*Was zu tun ist:*
1. Welche Personen nennt der Textauszug namentlich? Führe alle auf.
2. Wie hoch ist laut Textauszug der Eigenanteil, den Zypern nach der bisherigen Vorgabe der EU aufbringen muss?
3. Gib aus dem Textauszug wortgetreu den Abschnitt wieder, der mit den Worten „Mehrere Gesetze, die“ beginnt und mit „aus der Regierung.“ endet.

*Textauszug:*

↓↓↓

Zyperns Präsident und Regierungschef Nikos Anastasiadis kann also jede Hilfe gebrauchen. Nachdem das Parlament am Dienstagabend den Rettungsplan, den er in Brüssel ausgehandelt hatte, mit Pauken und Trompeten durchfallen ließ, braucht er dringend einen Plan B. Im Präsidialpalais von Nikosia sind am Mittwoch alle Parteivorsitzenden zu einem Treffen mit Anastasiadis zusammengekommen. Nur wenn Zypern einen Eigenanteil von 5,8 Milliarden Euro für das Rettungspaket aufbringt, so die bisherige Vorgabe der EU, wollen die Euroländer und der Internationale Währungsfonds (IWF) weitere zehn Milliarden in Hilfskrediten zuschießen. Woher das Geld nehmen, und wie das Bankensystem in der Zwischenzeit stabilisieren?



Mehrere Gesetze, die die Funktion der Banken betreffen, werden erörtert. Auch das Parlament ist nach Informationen des Staatsfernsehens „in Alarmbereitschaft“ gestellt worden. Es müssten in den kommenden Tagen und vielleicht noch am Mittwoch neue Gesetze gebilligt werden, mit denen die Banken vor dem Kollaps bewahrt werden. Darunter sei auch ein Verbot von Überweisungen ins Ausland, hieß es. Gleich danach trifft sich Präsident Nikos Anastasiadis mit Vertretern der Troika aus Internationalem Währungsfonds, Europäischer Zentralbank und EU-Kommission. Eine Stellungnahme gibt es nach dem Gespräch mit den möglichen Kreditgebern aber nicht. Unter bestimmten Umständen könnten die seit Samstag geschlossenen Banken Zyperns wieder öffnen. Entscheidend sei, ob die Troika der internationalen Geldgeber Zustimmung zu einem neuen Rettungsprogramm signalisiere, heißt es aus der Regierung.

Der größte Trumpf Zyperns, von dem allerdings keiner weiß, ob er sticht, heißt Russland. Gleich nach der Parlamentsabstimmung am Dienstagabend telefonierte Staatspräsident Nikos Anastasiadis eine halbe Stunde lang mit dem Kremlchef Wladimir Putin. Finanzminister Michalis Sarris war schon am Nachmittag, als sich das Nein des Parlaments abzuzeichnen begann, nach Moskau geflogen. Höflich empfangen Regierungsmitglieder in der russischen Hauptstadt am Mittwoch den zyprischen Finanzminister. Der sucht ver- zweifelt nach frischem Geld, erst bei seinem Amtskollegen Anton Siluanow, dann bei Vizeregierungschef Igor Schuwalow. Aber die wichtigste Tür im Kreml bleibt zu für ihn. Putin hatte bereits nach dem Telefonat mit Präsident Nikos Anastasiadis mitteilen lassen, dass Zypern auch nach dem Scheitern eines Rettungsplanes im Parlament weiter mit der EU verhandeln müsse. Seit Tagen warnt der Kremlchef aber scharf auch davor, den Interessen der Russen zu schaden.

↑↑↑

*Bereitgestellte Daten:*
↓↓↓

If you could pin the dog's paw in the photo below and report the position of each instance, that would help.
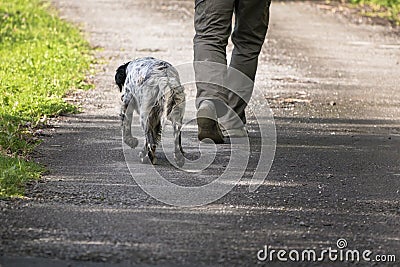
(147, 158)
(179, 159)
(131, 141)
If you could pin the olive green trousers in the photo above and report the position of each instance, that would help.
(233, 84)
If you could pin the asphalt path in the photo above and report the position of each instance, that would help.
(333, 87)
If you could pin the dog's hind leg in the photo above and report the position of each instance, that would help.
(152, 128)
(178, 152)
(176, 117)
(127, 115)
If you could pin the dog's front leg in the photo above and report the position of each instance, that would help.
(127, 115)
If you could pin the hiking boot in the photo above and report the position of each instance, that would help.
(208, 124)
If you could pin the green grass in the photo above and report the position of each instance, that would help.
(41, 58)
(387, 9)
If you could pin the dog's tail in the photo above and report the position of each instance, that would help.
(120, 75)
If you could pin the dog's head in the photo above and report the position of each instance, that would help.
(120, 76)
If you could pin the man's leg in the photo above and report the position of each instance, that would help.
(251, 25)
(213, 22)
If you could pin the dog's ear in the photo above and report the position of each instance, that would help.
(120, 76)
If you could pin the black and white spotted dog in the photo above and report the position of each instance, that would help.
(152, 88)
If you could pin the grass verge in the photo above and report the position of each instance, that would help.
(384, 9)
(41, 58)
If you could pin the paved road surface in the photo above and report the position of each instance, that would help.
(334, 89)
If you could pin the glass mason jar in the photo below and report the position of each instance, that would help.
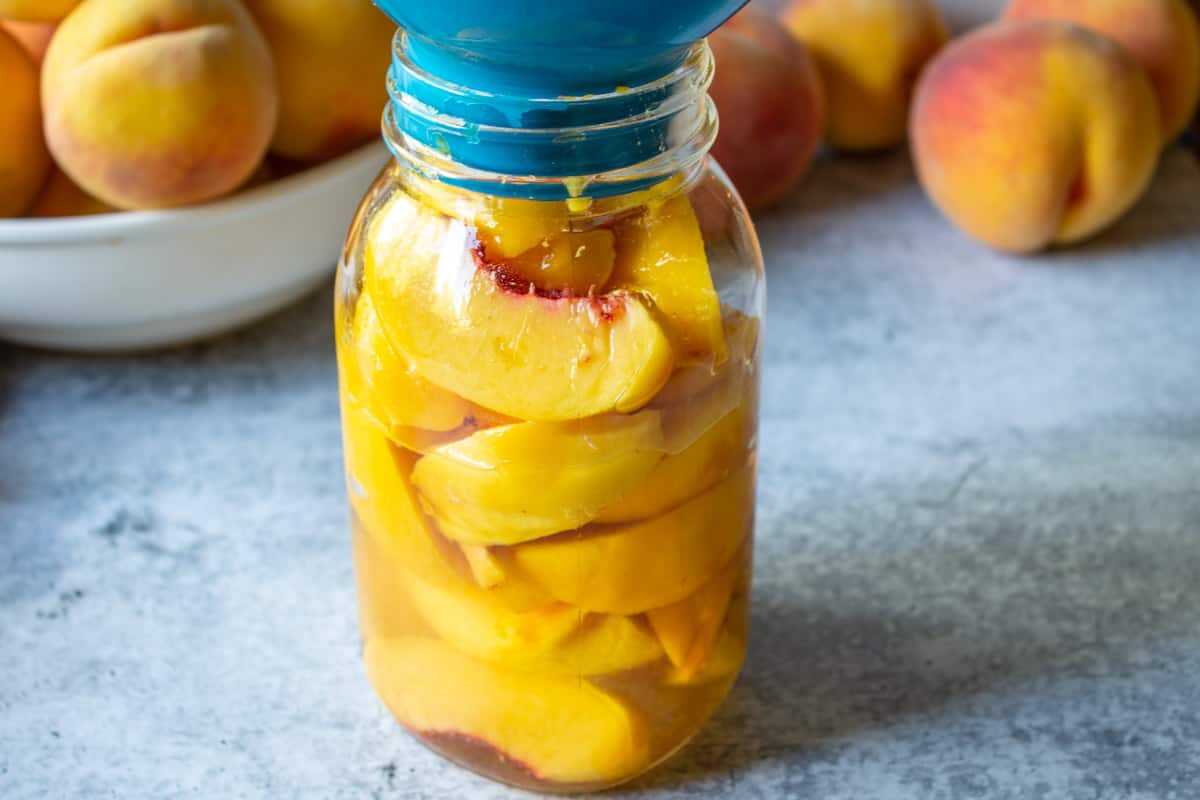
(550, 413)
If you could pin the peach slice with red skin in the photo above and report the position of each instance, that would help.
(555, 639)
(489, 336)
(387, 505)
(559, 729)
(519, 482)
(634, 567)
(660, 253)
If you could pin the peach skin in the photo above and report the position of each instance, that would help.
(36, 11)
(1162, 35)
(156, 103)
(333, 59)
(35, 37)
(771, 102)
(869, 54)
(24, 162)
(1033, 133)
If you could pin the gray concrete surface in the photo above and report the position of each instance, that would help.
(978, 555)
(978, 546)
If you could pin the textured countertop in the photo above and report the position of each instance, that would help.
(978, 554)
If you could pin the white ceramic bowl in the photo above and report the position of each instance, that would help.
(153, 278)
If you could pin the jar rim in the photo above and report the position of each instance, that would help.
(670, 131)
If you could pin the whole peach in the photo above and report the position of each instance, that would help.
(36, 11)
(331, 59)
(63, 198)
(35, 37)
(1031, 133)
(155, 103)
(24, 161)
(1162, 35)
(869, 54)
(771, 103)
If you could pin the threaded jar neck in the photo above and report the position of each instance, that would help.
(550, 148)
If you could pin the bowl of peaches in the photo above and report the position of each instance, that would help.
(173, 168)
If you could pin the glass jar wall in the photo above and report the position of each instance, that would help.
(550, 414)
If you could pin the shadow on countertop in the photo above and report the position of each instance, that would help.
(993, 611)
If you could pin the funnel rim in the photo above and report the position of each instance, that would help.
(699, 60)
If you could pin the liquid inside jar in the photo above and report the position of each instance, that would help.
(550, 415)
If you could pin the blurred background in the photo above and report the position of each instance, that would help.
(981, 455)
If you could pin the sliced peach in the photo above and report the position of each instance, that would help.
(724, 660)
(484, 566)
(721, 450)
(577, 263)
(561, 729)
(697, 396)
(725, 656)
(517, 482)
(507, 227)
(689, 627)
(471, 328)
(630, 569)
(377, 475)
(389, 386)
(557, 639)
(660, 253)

↑↑↑

*Antworten je Aufgabe:*
1. Nikos Anastasiadis, Wladimir Putin, Michalis Sarris, Anton Siluanow, Igor Schuwalow

2. 5,8 Milliarden Euro

3.
Mehrere Gesetze, die die Funktion der Banken betreffen, werden erörtert. Auch das Parlament ist nach Informationen des Staatsfernsehens „in Alarmbereitschaft“ gestellt worden. Es müssten in den kommenden Tagen und vielleicht noch am Mittwoch neue Gesetze gebilligt werden, mit denen die Banken vor dem Kollaps bewahrt werden. Darunter sei auch ein Verbot von Überweisungen ins Ausland, hieß es. Gleich danach trifft sich Präsident Nikos Anastasiadis mit Vertretern der Troika aus Internationalem Währungsfonds, Europäischer Zentralbank und EU-Kommission. Eine Stellungnahme gibt es nach dem Gespräch mit den möglichen Kreditgebern aber nicht. Unter bestimmten Umständen könnten die seit Samstag geschlossenen Banken Zyperns wieder öffnen. Entscheidend sei, ob die Troika der internationalen Geldgeber Zustimmung zu einem neuen Rettungsprogramm signalisiere, heißt es aus der Regierung.